## PROBLEM REQUIREMENTS
Please extract every line in the listing below that contains the string "negative". Matching is case-sensitive.

## Items from a dataset

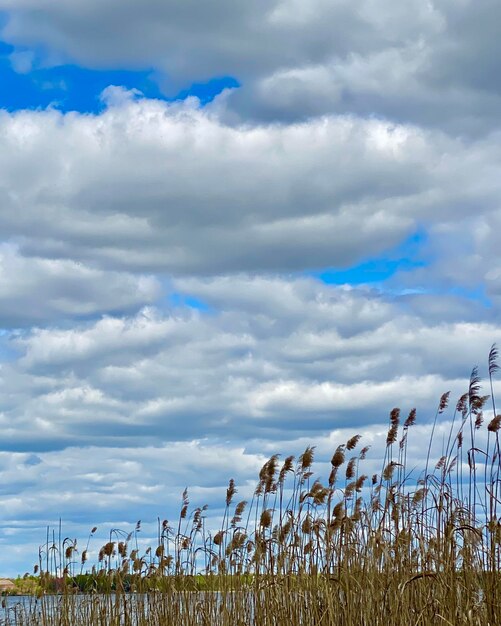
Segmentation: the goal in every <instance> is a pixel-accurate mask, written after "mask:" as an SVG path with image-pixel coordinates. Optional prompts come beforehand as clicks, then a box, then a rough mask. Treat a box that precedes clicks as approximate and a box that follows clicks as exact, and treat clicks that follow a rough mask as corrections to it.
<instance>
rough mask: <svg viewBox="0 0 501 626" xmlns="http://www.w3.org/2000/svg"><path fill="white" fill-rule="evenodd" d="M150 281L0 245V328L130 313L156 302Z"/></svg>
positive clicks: (71, 260)
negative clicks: (86, 317) (80, 318)
mask: <svg viewBox="0 0 501 626" xmlns="http://www.w3.org/2000/svg"><path fill="white" fill-rule="evenodd" d="M159 295H160V284H159V282H158V281H157V279H156V278H154V277H153V276H134V275H131V274H127V273H123V272H122V273H120V272H103V271H102V270H98V269H95V268H91V267H88V266H85V265H83V264H81V263H77V262H75V261H72V260H62V259H57V260H50V259H43V258H26V257H23V256H22V255H20V254H19V252H18V250H16V248H15V247H14V246H12V245H8V244H0V326H2V327H4V328H5V327H6V328H16V327H17V328H20V327H23V326H30V325H32V324H40V323H46V322H47V321H54V320H56V319H57V320H58V321H60V320H61V318H64V317H66V318H75V317H76V318H78V317H86V316H91V315H95V314H98V313H103V312H105V311H106V312H107V311H115V312H119V311H131V310H134V309H136V308H137V307H138V306H141V305H144V304H145V303H149V302H152V301H155V300H156V299H157V298H158V297H159Z"/></svg>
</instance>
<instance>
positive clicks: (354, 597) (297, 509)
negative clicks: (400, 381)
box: [1, 346, 501, 626]
mask: <svg viewBox="0 0 501 626" xmlns="http://www.w3.org/2000/svg"><path fill="white" fill-rule="evenodd" d="M497 356H498V354H497V350H496V347H495V346H493V347H492V349H491V351H490V354H489V360H488V385H489V387H490V389H489V391H490V394H489V395H482V393H481V385H480V382H481V381H480V378H479V376H478V371H477V369H476V368H475V369H474V370H473V372H472V374H471V377H470V380H469V384H468V386H467V389H466V392H465V393H464V395H462V396H461V397H460V398H459V400H457V402H456V403H455V404H452V403H451V402H450V394H449V393H444V394H443V395H442V397H441V398H440V400H439V402H438V405H437V409H436V414H435V417H434V419H433V421H432V432H431V437H430V440H429V441H427V442H425V443H424V446H423V450H424V451H425V453H426V461H425V462H424V467H422V468H420V471H418V470H416V469H414V468H412V467H409V462H408V448H409V441H410V439H411V437H412V434H413V433H412V429H413V426H414V425H415V423H416V419H417V414H416V410H415V409H412V410H411V411H410V412H409V413H408V414H406V415H405V416H403V415H401V411H400V410H399V409H398V408H394V409H393V410H392V411H391V413H390V417H389V424H388V430H387V435H386V442H385V453H384V460H383V463H382V465H381V469H380V471H379V472H377V473H374V474H372V475H366V474H365V473H364V465H365V464H366V461H365V460H366V458H367V455H368V454H369V448H368V447H367V446H363V441H361V438H360V436H359V435H357V434H355V435H354V436H352V437H351V438H350V439H348V441H346V442H343V443H340V445H339V446H338V447H337V448H336V449H335V450H333V455H332V459H331V463H330V473H329V475H328V476H326V477H324V478H323V479H321V478H320V477H317V476H316V475H315V473H314V470H313V466H314V454H315V450H314V448H313V447H308V448H307V449H306V450H305V451H304V452H303V454H301V455H300V456H299V457H298V458H297V459H296V458H294V457H293V456H289V457H287V458H285V459H283V460H282V459H280V458H279V457H278V455H274V456H272V457H271V458H270V459H269V460H268V461H267V462H266V463H265V464H264V465H263V467H262V469H261V471H260V473H259V477H258V482H257V486H256V489H255V491H254V494H253V496H252V498H249V501H248V502H246V501H242V500H238V498H237V497H236V496H237V488H236V485H235V483H234V481H233V480H230V481H229V484H228V488H227V491H226V499H225V507H224V515H223V520H222V524H221V526H220V528H219V529H218V530H216V531H214V530H210V529H209V528H208V524H207V517H206V515H207V514H206V510H207V507H206V506H204V507H197V508H194V509H190V503H189V496H188V491H185V492H184V493H183V496H182V506H181V510H180V513H179V518H178V519H177V520H176V522H175V523H174V524H169V522H167V521H163V522H161V521H160V520H159V524H158V537H157V540H156V543H155V545H153V546H152V547H151V548H148V549H147V550H146V551H144V553H141V552H140V550H139V548H138V543H137V533H138V532H139V530H140V523H138V525H137V526H136V529H135V531H133V532H131V533H124V532H123V531H121V530H118V529H113V530H112V531H111V532H110V534H109V537H107V540H106V542H105V543H104V544H103V545H102V546H101V548H100V550H99V555H98V557H97V559H96V562H94V563H93V564H90V563H89V562H88V560H87V555H88V554H89V545H90V542H91V541H94V536H95V532H96V529H95V528H93V529H92V531H91V533H90V535H89V538H88V539H87V540H86V541H84V542H83V544H82V545H83V546H85V547H84V548H83V549H82V550H80V546H79V545H77V542H76V540H70V539H69V538H66V539H61V536H60V534H59V532H57V533H56V532H54V533H53V534H51V533H50V532H48V534H47V538H46V542H45V544H44V545H43V546H41V548H40V552H39V560H38V561H39V562H38V564H37V566H36V568H35V569H36V575H37V579H36V580H37V585H38V597H33V598H31V599H30V602H29V603H27V604H26V602H25V604H23V605H18V606H16V601H15V599H13V598H11V599H9V602H10V604H9V607H10V608H7V609H6V610H5V614H4V617H3V618H2V622H1V623H2V624H4V625H5V626H7V625H8V626H12V625H14V624H15V625H16V626H28V625H30V626H31V625H34V624H42V625H43V626H84V625H85V626H91V625H96V626H97V625H102V626H105V625H106V626H122V625H123V626H143V625H144V626H146V625H159V626H160V625H167V624H176V625H177V624H186V625H192V624H193V625H195V624H196V625H204V626H205V625H206V626H209V625H210V626H212V625H217V624H220V625H228V626H239V625H241V626H243V625H250V624H258V625H263V626H268V625H270V626H271V625H280V624H288V625H297V624H307V625H318V626H321V625H322V626H327V625H337V624H339V625H340V626H364V625H367V626H374V625H378V624H381V625H383V624H384V625H390V626H391V625H395V626H401V625H410V626H411V625H412V626H418V625H427V624H450V625H459V624H465V625H479V626H480V625H482V626H487V625H490V626H494V625H496V624H501V573H500V564H501V518H500V516H499V512H500V507H501V494H500V484H501V478H500V469H501V465H500V459H501V456H500V452H501V451H500V442H499V430H500V427H501V415H498V414H497V413H496V404H495V399H494V394H493V377H494V376H495V374H496V371H497V370H498V364H497ZM484 411H485V412H486V413H487V412H488V414H489V415H490V417H489V419H488V420H484ZM445 420H447V423H450V424H451V426H450V432H449V433H448V435H447V436H446V438H445V440H444V444H443V449H442V454H441V456H440V458H439V459H434V460H432V459H431V451H432V448H433V446H432V444H433V441H434V437H435V435H436V429H437V427H438V426H439V425H440V423H441V422H442V421H445ZM479 442H480V443H479ZM420 443H421V445H423V444H422V442H420ZM480 445H482V447H479V446H480ZM483 448H484V449H483ZM364 462H365V463H364ZM56 534H57V537H56Z"/></svg>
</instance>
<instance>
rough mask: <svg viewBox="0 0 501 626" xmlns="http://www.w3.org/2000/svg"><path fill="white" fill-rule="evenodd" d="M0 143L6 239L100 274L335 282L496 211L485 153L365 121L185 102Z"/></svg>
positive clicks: (27, 130) (2, 216)
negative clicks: (386, 249) (351, 270)
mask: <svg viewBox="0 0 501 626" xmlns="http://www.w3.org/2000/svg"><path fill="white" fill-rule="evenodd" d="M0 128H1V130H2V133H3V136H4V144H5V150H4V151H3V152H2V154H1V155H0V162H1V166H2V174H1V175H0V180H1V183H2V192H1V195H2V199H3V202H4V204H3V206H4V210H3V212H2V214H1V215H0V223H1V225H2V231H3V233H4V236H5V237H10V238H11V239H12V240H15V241H16V242H18V246H19V248H20V250H21V253H22V254H24V255H31V256H37V257H41V258H47V259H69V260H72V261H75V262H82V263H84V264H90V265H93V266H98V267H100V268H101V269H103V268H104V269H111V270H115V271H117V270H120V271H129V272H130V271H134V272H145V271H146V272H153V271H162V272H167V273H169V274H177V275H182V274H206V275H207V274H222V273H227V272H239V271H250V272H252V271H264V272H267V271H268V272H270V271H271V272H276V271H282V272H286V271H301V270H305V269H314V268H320V267H325V266H331V267H332V266H338V267H346V266H349V265H351V264H354V263H356V262H358V261H359V260H360V259H362V258H364V257H367V256H371V255H374V254H378V253H382V252H384V251H385V250H386V249H388V248H390V247H393V246H394V245H396V244H398V243H399V242H400V241H402V240H403V239H405V238H406V237H407V236H408V235H409V234H410V233H412V232H413V231H414V230H415V229H416V228H418V226H420V225H421V224H427V223H428V222H441V221H446V222H447V221H449V220H451V219H452V220H454V221H456V220H458V219H460V218H462V217H464V218H468V217H470V216H476V215H477V213H478V209H477V207H478V205H479V203H482V204H483V206H484V211H485V212H486V213H487V212H488V211H489V210H492V211H494V210H497V208H498V197H499V183H498V182H497V180H498V177H497V175H496V174H497V168H498V164H499V161H500V158H501V157H500V154H499V148H498V145H499V144H498V143H497V142H496V141H494V139H492V140H485V141H479V142H478V143H477V144H474V145H471V144H465V143H464V142H462V141H460V140H457V139H455V140H453V139H449V138H447V137H446V136H444V135H441V134H430V133H428V132H425V131H421V130H419V129H418V128H416V127H412V126H402V125H395V124H390V123H386V122H380V121H377V120H367V119H361V118H355V117H345V116H341V117H339V116H338V117H336V116H330V117H325V118H320V119H316V120H312V121H309V122H305V123H302V124H289V125H285V126H284V125H271V126H268V125H259V124H258V125H253V126H238V127H232V126H228V125H227V124H225V123H223V122H222V121H221V120H220V119H219V117H218V114H217V112H215V111H214V112H213V111H211V110H210V109H201V108H199V107H198V104H197V101H193V100H191V101H188V102H187V103H183V104H174V105H168V104H166V103H163V102H160V101H154V100H147V99H139V100H134V99H130V98H125V99H121V100H120V102H114V103H113V105H112V106H110V107H109V108H108V109H106V110H105V111H104V112H103V113H102V114H100V115H95V116H90V115H79V114H75V113H72V114H66V115H63V114H61V113H58V112H56V111H53V110H49V111H43V112H20V113H16V114H7V113H3V114H2V115H1V116H0ZM53 145H57V146H58V149H57V151H54V150H51V146H53ZM479 180H482V181H485V182H486V183H487V184H486V185H484V186H481V185H480V184H479ZM458 181H460V182H459V183H458Z"/></svg>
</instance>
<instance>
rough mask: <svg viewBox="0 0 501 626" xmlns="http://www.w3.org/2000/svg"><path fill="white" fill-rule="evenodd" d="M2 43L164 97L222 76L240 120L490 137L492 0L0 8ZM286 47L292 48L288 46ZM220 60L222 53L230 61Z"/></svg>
mask: <svg viewBox="0 0 501 626" xmlns="http://www.w3.org/2000/svg"><path fill="white" fill-rule="evenodd" d="M0 8H3V9H5V10H6V11H7V18H8V19H7V23H6V26H5V27H4V29H3V37H4V38H5V39H6V40H8V41H12V42H14V43H19V44H22V45H43V46H44V47H45V48H46V49H48V51H49V53H48V58H47V59H46V62H49V63H51V62H52V63H55V62H58V61H61V60H68V59H69V60H74V61H76V62H79V63H83V64H84V65H88V66H92V67H116V66H118V67H127V68H130V67H143V68H151V67H153V68H156V69H157V70H159V71H160V72H163V73H164V74H165V75H166V76H167V77H168V78H166V79H165V81H166V82H165V85H166V88H167V90H169V89H170V90H171V91H172V89H173V88H174V85H184V86H186V85H187V84H189V83H190V82H192V81H194V80H205V79H209V78H211V77H214V76H222V75H232V76H235V77H236V78H238V79H240V80H241V81H242V82H243V88H242V90H240V91H237V92H235V93H234V94H233V95H232V97H231V98H230V101H231V102H230V107H231V109H232V110H233V111H234V112H235V111H236V112H237V113H238V115H240V116H241V117H242V118H243V119H250V118H261V119H273V120H276V119H278V120H286V119H289V120H292V119H304V118H305V117H307V116H311V115H322V114H328V113H347V112H348V113H356V114H359V115H364V116H366V115H377V116H382V117H385V118H387V119H392V120H400V121H405V122H412V123H418V124H423V125H426V126H431V127H435V128H436V127H441V128H442V129H444V128H447V129H448V130H449V131H450V132H451V133H452V134H454V135H456V134H458V133H460V134H464V135H470V136H475V135H477V134H478V133H485V132H488V131H489V130H491V129H493V128H499V123H498V116H497V111H498V110H499V104H500V103H499V97H500V90H499V69H500V68H499V58H501V55H500V48H499V37H498V36H497V30H496V26H495V25H496V24H497V23H498V21H499V17H500V16H499V10H500V9H499V5H498V4H497V3H496V2H495V0H476V1H475V2H473V1H472V0H467V1H465V2H461V3H457V2H450V1H449V0H436V1H434V2H427V3H423V2H419V1H413V2H410V3H409V2H407V3H406V4H405V5H402V6H401V7H400V6H395V3H391V2H378V3H377V5H376V4H374V3H373V2H371V1H369V0H365V1H364V0H361V1H360V2H346V1H344V0H339V1H336V2H332V1H328V2H327V1H326V0H307V1H305V2H301V3H298V2H297V1H296V0H283V1H281V2H279V1H277V0H275V1H274V2H266V3H264V2H261V1H258V2H253V3H250V4H249V3H243V2H230V1H229V0H219V1H218V2H212V3H211V5H210V7H202V6H200V5H199V4H198V3H195V4H194V3H191V2H186V3H183V7H182V8H180V7H179V5H178V4H177V3H173V2H161V1H155V2H149V3H147V5H144V3H141V2H139V1H138V0H129V1H128V2H124V3H122V5H121V9H120V11H117V10H116V8H115V5H114V4H113V3H112V2H111V1H109V0H107V1H105V2H83V1H80V2H71V3H70V2H63V3H61V2H56V1H55V0H50V1H46V2H44V3H43V4H41V3H39V2H35V1H34V0H20V1H16V2H13V1H12V0H3V1H2V2H0ZM291 42H294V43H293V45H291ZM230 51H231V52H230Z"/></svg>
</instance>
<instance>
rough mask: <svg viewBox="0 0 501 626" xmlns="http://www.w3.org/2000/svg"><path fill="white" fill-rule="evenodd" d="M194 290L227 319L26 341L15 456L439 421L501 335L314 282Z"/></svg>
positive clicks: (210, 316)
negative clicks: (388, 413)
mask: <svg viewBox="0 0 501 626" xmlns="http://www.w3.org/2000/svg"><path fill="white" fill-rule="evenodd" d="M183 283H184V284H185V287H189V292H190V293H192V294H195V295H196V296H198V297H200V298H202V299H207V300H208V302H209V303H210V304H212V305H214V307H215V311H216V312H214V313H211V314H202V313H200V312H198V311H196V310H191V311H187V310H185V309H176V308H174V309H172V310H171V311H170V312H162V311H160V310H156V311H155V310H152V309H144V310H143V311H142V312H140V313H139V314H137V315H132V316H129V317H122V316H120V317H118V316H106V317H104V318H102V319H100V320H97V321H88V322H85V323H80V324H75V323H74V324H73V325H72V327H70V328H66V329H64V328H45V329H35V330H33V331H31V332H29V333H23V334H22V335H21V336H17V337H13V338H12V339H11V342H12V343H13V347H14V348H15V349H16V351H17V353H18V356H17V358H16V359H15V360H11V361H10V362H8V363H4V364H3V366H2V370H1V374H2V377H1V379H2V382H1V385H2V387H1V388H2V390H3V393H4V394H5V395H4V396H3V400H2V406H1V407H0V411H1V415H0V418H1V419H0V422H1V425H2V429H3V430H2V432H3V442H4V447H5V448H6V449H11V450H26V451H43V450H57V449H62V448H65V447H67V446H68V445H71V442H74V441H78V442H79V443H80V444H81V445H92V446H96V445H102V446H126V447H127V446H130V445H131V444H132V442H134V444H135V445H137V446H145V445H157V444H158V443H159V442H162V441H170V442H174V441H181V440H190V439H194V438H212V439H213V440H215V441H216V440H217V441H221V439H224V440H233V441H241V440H250V439H256V438H257V439H260V438H261V439H269V440H274V439H277V438H280V437H281V436H282V433H283V431H284V429H286V430H287V431H288V432H289V433H290V435H291V436H292V435H293V434H295V436H296V437H299V436H305V435H306V434H308V435H309V436H312V437H313V436H320V434H321V433H325V432H328V431H329V430H330V429H332V428H334V427H341V426H342V425H343V424H344V423H346V420H347V419H349V420H350V423H351V424H353V425H357V426H359V427H365V426H369V425H371V424H374V423H380V422H381V421H384V419H385V416H386V413H387V411H388V409H389V408H391V406H395V405H397V406H402V407H403V408H404V407H405V406H407V405H409V404H410V403H412V404H413V405H414V404H416V405H419V406H420V407H422V409H423V410H425V411H429V412H430V413H431V411H433V409H434V406H435V405H436V402H437V399H438V397H439V396H440V395H441V394H442V393H443V392H444V391H446V390H448V389H450V390H452V391H453V393H454V394H455V395H457V396H459V395H460V394H461V393H462V392H463V389H464V386H465V382H464V380H465V378H466V377H467V375H468V373H469V372H468V371H467V370H465V365H464V364H465V362H466V363H467V365H470V366H473V365H474V364H476V363H481V362H482V361H483V360H485V358H486V354H487V352H488V350H489V348H490V346H491V344H492V343H493V342H494V341H496V339H497V338H498V335H499V330H500V329H499V325H498V324H496V323H493V322H492V321H488V320H485V321H482V320H481V319H479V320H476V321H461V320H453V319H451V320H450V321H448V322H446V321H444V320H440V321H439V322H430V321H428V320H427V318H426V316H425V315H424V316H422V317H419V316H418V315H417V314H416V313H411V312H409V311H408V309H406V306H407V305H406V304H405V299H403V302H400V301H399V300H394V299H393V298H391V299H390V298H387V297H385V296H382V295H379V294H377V293H375V292H370V291H367V290H364V289H356V290H355V289H352V290H350V289H346V288H343V287H334V286H325V285H322V284H321V283H319V282H317V281H314V280H313V279H300V280H285V279H283V278H275V279H271V278H262V277H261V278H260V277H256V278H250V277H244V276H241V277H233V278H232V279H228V278H224V277H223V278H219V279H212V280H210V281H206V280H200V279H198V280H195V279H190V280H186V281H179V282H178V284H177V289H178V290H179V289H180V288H181V286H182V284H183ZM210 294H212V296H211V295H210ZM266 294H273V295H272V297H269V298H267V297H266ZM219 303H224V304H222V305H221V306H220V308H219V306H218V305H219ZM409 408H410V407H409Z"/></svg>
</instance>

## REPLY TO THE TASK
negative clicks: (86, 317) (80, 318)
negative clicks: (400, 381)
negative clicks: (386, 249) (351, 270)
negative clicks: (388, 413)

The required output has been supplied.